[START GIVEN RECORDS]

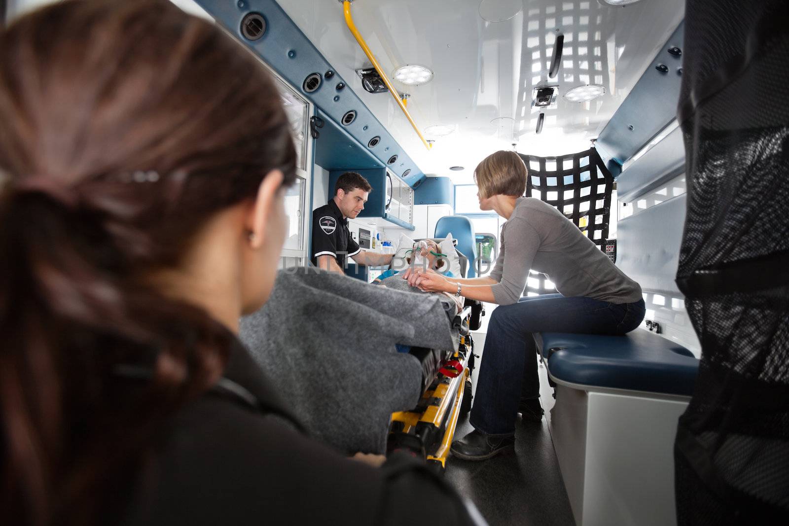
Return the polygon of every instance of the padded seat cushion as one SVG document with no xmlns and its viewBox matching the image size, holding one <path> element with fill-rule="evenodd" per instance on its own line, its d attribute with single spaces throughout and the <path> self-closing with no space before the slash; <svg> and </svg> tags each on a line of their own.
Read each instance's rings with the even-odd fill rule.
<svg viewBox="0 0 789 526">
<path fill-rule="evenodd" d="M 541 333 L 548 372 L 567 383 L 691 396 L 698 360 L 682 345 L 642 329 L 624 336 Z"/>
</svg>

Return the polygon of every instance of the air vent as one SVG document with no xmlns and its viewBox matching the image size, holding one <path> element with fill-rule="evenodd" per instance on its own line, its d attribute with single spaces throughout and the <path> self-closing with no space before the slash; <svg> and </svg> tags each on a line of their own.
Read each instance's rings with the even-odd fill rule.
<svg viewBox="0 0 789 526">
<path fill-rule="evenodd" d="M 342 125 L 347 126 L 356 120 L 356 110 L 351 110 L 342 116 Z"/>
<path fill-rule="evenodd" d="M 241 20 L 241 35 L 247 40 L 258 40 L 266 32 L 266 19 L 260 13 L 250 13 Z"/>
<path fill-rule="evenodd" d="M 320 88 L 320 73 L 312 73 L 308 75 L 307 78 L 304 80 L 301 88 L 304 88 L 305 93 L 312 93 Z"/>
</svg>

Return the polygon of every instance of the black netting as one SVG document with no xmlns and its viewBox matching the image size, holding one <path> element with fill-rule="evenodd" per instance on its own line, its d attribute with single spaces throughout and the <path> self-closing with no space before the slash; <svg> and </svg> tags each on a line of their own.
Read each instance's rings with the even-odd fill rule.
<svg viewBox="0 0 789 526">
<path fill-rule="evenodd" d="M 604 252 L 614 177 L 594 148 L 559 157 L 521 155 L 529 168 L 527 197 L 555 207 Z M 555 293 L 543 274 L 531 274 L 526 290 Z M 535 281 L 539 285 L 535 285 Z"/>
<path fill-rule="evenodd" d="M 675 451 L 680 524 L 789 519 L 787 4 L 686 4 L 677 282 L 702 350 Z"/>
</svg>

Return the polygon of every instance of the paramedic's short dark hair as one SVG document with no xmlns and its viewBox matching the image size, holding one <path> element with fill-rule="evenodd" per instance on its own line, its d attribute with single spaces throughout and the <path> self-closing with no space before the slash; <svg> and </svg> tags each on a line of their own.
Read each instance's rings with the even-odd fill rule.
<svg viewBox="0 0 789 526">
<path fill-rule="evenodd" d="M 359 188 L 364 190 L 365 192 L 369 192 L 372 189 L 370 186 L 370 183 L 367 181 L 367 179 L 361 177 L 361 173 L 357 173 L 356 172 L 346 172 L 340 177 L 337 177 L 337 182 L 335 183 L 335 195 L 337 195 L 337 191 L 342 188 L 342 191 L 346 193 L 349 192 L 353 192 L 354 188 Z"/>
</svg>

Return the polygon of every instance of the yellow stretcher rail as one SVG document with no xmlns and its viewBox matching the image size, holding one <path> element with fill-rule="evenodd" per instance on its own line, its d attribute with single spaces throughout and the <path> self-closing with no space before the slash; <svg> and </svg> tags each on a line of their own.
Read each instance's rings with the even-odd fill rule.
<svg viewBox="0 0 789 526">
<path fill-rule="evenodd" d="M 393 97 L 394 97 L 394 100 L 397 101 L 398 106 L 399 106 L 400 109 L 402 110 L 402 113 L 406 114 L 406 118 L 407 118 L 408 121 L 411 123 L 412 126 L 413 126 L 413 131 L 415 131 L 417 135 L 419 136 L 419 138 L 422 140 L 422 144 L 424 144 L 424 147 L 429 150 L 431 147 L 430 143 L 424 139 L 424 136 L 423 136 L 422 132 L 419 131 L 419 128 L 417 127 L 417 123 L 414 122 L 413 119 L 411 118 L 411 114 L 408 113 L 408 110 L 406 108 L 406 104 L 403 100 L 400 99 L 400 95 L 397 92 L 397 90 L 394 89 L 391 81 L 389 80 L 389 76 L 383 73 L 383 69 L 381 69 L 381 65 L 378 63 L 377 60 L 376 60 L 376 57 L 372 54 L 372 51 L 370 50 L 369 47 L 368 47 L 367 43 L 365 42 L 365 39 L 363 39 L 361 37 L 361 34 L 359 33 L 359 30 L 356 28 L 356 24 L 353 24 L 353 17 L 350 14 L 351 1 L 352 0 L 345 0 L 342 2 L 342 10 L 345 12 L 346 24 L 348 24 L 348 28 L 350 30 L 351 34 L 353 35 L 353 38 L 356 39 L 356 41 L 359 43 L 359 47 L 361 47 L 361 50 L 365 52 L 368 59 L 372 63 L 372 67 L 374 67 L 376 71 L 378 72 L 381 80 L 383 80 L 383 84 L 385 84 L 387 88 L 389 88 L 389 92 Z"/>
</svg>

[END GIVEN RECORDS]

__SHORT TASK__: Rewrite every line of the entries above as a numbered list, skipping blank lines and leaving out the pictures.

__COMPLETE ANSWER__:
1. Return the polygon of every instance of the padded seat cushion as one SVG document with no xmlns and its viewBox matching the image size, holding one <path> element with fill-rule="evenodd" per instance on its own line, its d attribute with single spaces throughout and the <path> self-closing with no space before the slash; <svg> and </svg> tags each on a line of their own.
2. Read each instance's rings with the even-odd fill rule.
3. <svg viewBox="0 0 789 526">
4. <path fill-rule="evenodd" d="M 541 333 L 548 372 L 567 383 L 691 396 L 698 360 L 682 345 L 642 329 L 624 336 Z"/>
5. </svg>
6. Return the polygon of every instance of the air vent as one SVG document with no xmlns and its viewBox matching the image size, holding one <path> element with fill-rule="evenodd" per instance on its own line, its d attribute with single spaces throughout and the <path> self-closing with no space before the slash; <svg> and </svg> tags each on a line of their own.
7. Read each instance's rings with the even-odd fill rule.
8. <svg viewBox="0 0 789 526">
9. <path fill-rule="evenodd" d="M 342 125 L 347 126 L 356 120 L 356 110 L 351 110 L 342 116 Z"/>
10. <path fill-rule="evenodd" d="M 241 20 L 241 35 L 247 40 L 258 40 L 266 32 L 266 19 L 260 13 L 250 13 Z"/>
11. <path fill-rule="evenodd" d="M 320 88 L 320 73 L 312 73 L 308 75 L 307 78 L 304 80 L 301 88 L 304 88 L 305 93 L 312 93 Z"/>
12. </svg>
13. Return the polygon of every instance of the black netting as one SVG document with no xmlns and its viewBox matching the image size, holding one <path> element with fill-rule="evenodd" per instance on its own line, its d attribute with single spaces throughout and the <path> self-closing with no space before the slash; <svg> and </svg> tags each on a line of their own.
14. Read each instance's rings with the even-odd fill rule.
15. <svg viewBox="0 0 789 526">
16. <path fill-rule="evenodd" d="M 604 252 L 614 177 L 594 148 L 559 157 L 521 155 L 529 168 L 527 197 L 555 207 Z M 555 293 L 543 274 L 531 274 L 526 290 Z M 535 281 L 539 285 L 535 285 Z"/>
17. <path fill-rule="evenodd" d="M 675 451 L 680 524 L 789 519 L 787 4 L 686 4 L 677 282 L 702 350 Z"/>
18. </svg>
19. Return the polygon of every instance of the paramedic's short dark hair as one SVG document with no xmlns and its viewBox matching the image size, holding one <path> element with fill-rule="evenodd" per instance on its own line, its d attribute with single spaces throughout and the <path> self-closing with no space before the slash; <svg> and </svg> tags each on a line of their own.
20. Read each instance's rings with the even-odd fill rule.
21. <svg viewBox="0 0 789 526">
22. <path fill-rule="evenodd" d="M 359 188 L 364 190 L 365 192 L 369 192 L 372 189 L 370 186 L 370 183 L 367 181 L 367 179 L 361 177 L 361 173 L 357 173 L 356 172 L 346 172 L 340 177 L 337 177 L 337 182 L 335 183 L 335 195 L 337 195 L 337 191 L 342 188 L 342 191 L 346 193 L 349 192 L 353 192 L 354 188 Z"/>
23. </svg>
24. Return the polygon of every instance of the yellow stretcher rail as one SVG document with no xmlns and its viewBox matching the image size, holding one <path> element with fill-rule="evenodd" per instance on its own line, its d attribute with single spaces throughout and the <path> self-closing with no space before the slash; <svg> and </svg> tags each on a line of their own.
25. Read each instance's rings with the even-odd fill rule.
26. <svg viewBox="0 0 789 526">
27. <path fill-rule="evenodd" d="M 393 97 L 394 97 L 394 100 L 397 101 L 398 106 L 399 106 L 400 109 L 402 110 L 402 113 L 406 114 L 406 118 L 407 118 L 408 121 L 411 123 L 412 126 L 413 126 L 413 131 L 415 131 L 417 135 L 419 136 L 419 138 L 422 140 L 422 144 L 424 144 L 424 147 L 429 150 L 431 147 L 430 143 L 424 139 L 424 136 L 423 136 L 422 132 L 419 131 L 419 128 L 417 127 L 417 123 L 414 122 L 413 119 L 411 118 L 411 114 L 408 113 L 408 110 L 406 108 L 406 104 L 403 100 L 400 99 L 400 95 L 397 92 L 397 90 L 394 89 L 391 81 L 389 80 L 389 76 L 383 73 L 383 69 L 381 69 L 381 65 L 378 63 L 377 60 L 376 60 L 376 57 L 372 54 L 372 51 L 370 50 L 369 47 L 368 47 L 367 43 L 365 42 L 365 39 L 363 39 L 361 37 L 361 34 L 359 33 L 359 30 L 356 28 L 356 24 L 353 24 L 353 17 L 350 14 L 351 1 L 352 0 L 345 0 L 342 2 L 342 10 L 345 12 L 346 24 L 348 24 L 348 28 L 350 30 L 351 34 L 353 35 L 353 38 L 356 39 L 356 41 L 359 43 L 359 47 L 361 47 L 361 50 L 365 52 L 368 59 L 372 63 L 372 67 L 374 67 L 376 71 L 378 72 L 381 80 L 383 80 L 383 84 L 385 84 L 387 88 L 389 88 L 389 92 Z"/>
28. </svg>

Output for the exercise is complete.